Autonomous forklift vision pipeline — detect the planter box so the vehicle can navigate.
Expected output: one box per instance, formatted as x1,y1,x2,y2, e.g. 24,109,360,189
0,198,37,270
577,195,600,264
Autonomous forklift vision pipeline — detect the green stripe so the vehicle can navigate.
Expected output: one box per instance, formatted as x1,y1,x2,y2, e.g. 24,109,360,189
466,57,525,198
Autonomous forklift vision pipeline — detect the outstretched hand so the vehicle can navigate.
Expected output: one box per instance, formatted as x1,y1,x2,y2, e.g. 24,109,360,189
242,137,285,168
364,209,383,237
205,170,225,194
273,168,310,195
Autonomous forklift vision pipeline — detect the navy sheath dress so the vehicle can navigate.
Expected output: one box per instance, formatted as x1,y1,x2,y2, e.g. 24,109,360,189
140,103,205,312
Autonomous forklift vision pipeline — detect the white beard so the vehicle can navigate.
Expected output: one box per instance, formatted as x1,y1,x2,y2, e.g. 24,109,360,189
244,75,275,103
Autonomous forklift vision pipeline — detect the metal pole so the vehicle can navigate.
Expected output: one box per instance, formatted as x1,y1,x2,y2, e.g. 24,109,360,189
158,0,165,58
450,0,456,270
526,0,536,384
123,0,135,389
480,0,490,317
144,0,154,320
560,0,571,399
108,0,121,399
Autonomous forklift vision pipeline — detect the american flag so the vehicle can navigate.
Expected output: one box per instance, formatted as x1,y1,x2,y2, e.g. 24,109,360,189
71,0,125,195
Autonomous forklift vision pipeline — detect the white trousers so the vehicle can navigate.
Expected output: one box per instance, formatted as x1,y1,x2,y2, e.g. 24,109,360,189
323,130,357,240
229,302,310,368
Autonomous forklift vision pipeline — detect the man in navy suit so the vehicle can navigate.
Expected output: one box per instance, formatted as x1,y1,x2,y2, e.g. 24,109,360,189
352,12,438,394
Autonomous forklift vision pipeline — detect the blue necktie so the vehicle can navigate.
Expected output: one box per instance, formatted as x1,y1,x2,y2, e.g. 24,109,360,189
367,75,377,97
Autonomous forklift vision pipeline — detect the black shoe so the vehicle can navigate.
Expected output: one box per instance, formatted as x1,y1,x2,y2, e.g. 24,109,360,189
=======
What this task involves: Please swap "forklift" for "delivery robot" throughout the material above and write it out again, leaving everything else unchanged.

Result:
Autonomous delivery robot vision pipeline — detect the planter box so the vehicle can navigate.
Expected output: one box per instance, formatted as x1,y1,x2,y2, e.g. 24,109,360,189
0,198,37,270
577,195,600,264
Autonomous delivery robot vision pipeline — detect the green stripe so the vehicle can navigate.
Expected output: one box per instance, formatted as x1,y1,x2,y2, e.g. 24,109,360,189
466,57,525,198
Autonomous delivery robot vision pipeline — detect the outstretched hand so the vehicle can navigate.
Expected output: one box per instance, formatted as x1,y1,x2,y2, e.g. 24,109,360,189
242,137,285,168
364,209,383,237
205,170,225,194
273,168,310,195
Autonomous delivery robot vision pipeline — detect the navy sheath dress so the vehicle can navigate.
Expected output: one box per instance, formatted as x1,y1,x2,y2, e.g. 24,109,360,189
140,103,205,312
Autonomous delivery robot vision pipeline — detect the white beard so the vehicle can navigate.
Expected output: one box per instance, formatted as x1,y1,x2,y2, e.g. 24,109,360,189
244,75,275,103
Autonomous delivery robot vision pipeline — detect the metal pole so the vehicle can navigate.
Expected output: one box per instance, formatted as x1,y1,x2,y2, e.g. 24,109,360,189
158,0,165,58
450,0,456,270
526,0,536,384
123,0,135,389
480,0,490,317
144,0,154,320
560,0,571,399
108,0,121,399
Autonomous delivery robot vision pipeline — detect the american flag so the vehicle can navigate.
Expected output: one box per instance, formatted as x1,y1,x2,y2, e.g. 24,109,360,189
71,0,125,195
Autonomous delivery robot vision pipeline — detect the white trousers so the vehicle can navigate.
Expected output: one box per instance, formatted as x1,y1,x2,y2, e.g. 24,109,360,189
323,130,357,240
229,302,310,368
Autonomous delivery robot vision pipeline — detect the man in navy suit so the vehicle can navigate.
Expected output: one box per instance, formatted as x1,y1,x2,y2, e.g. 24,109,360,189
352,12,438,394
Autonomous delivery robot vision pipeline — detect the blue necktie so the vehicle can navigate.
Expected output: one box per instance, formatted as x1,y1,x2,y2, e.g. 24,109,360,189
367,75,377,97
Autonomous delivery robot vision pipeline — detect the black shoe so the vehicle can navigate.
Expected output: one box per instance, formatted as x1,y1,x2,y2, e.g. 24,109,360,189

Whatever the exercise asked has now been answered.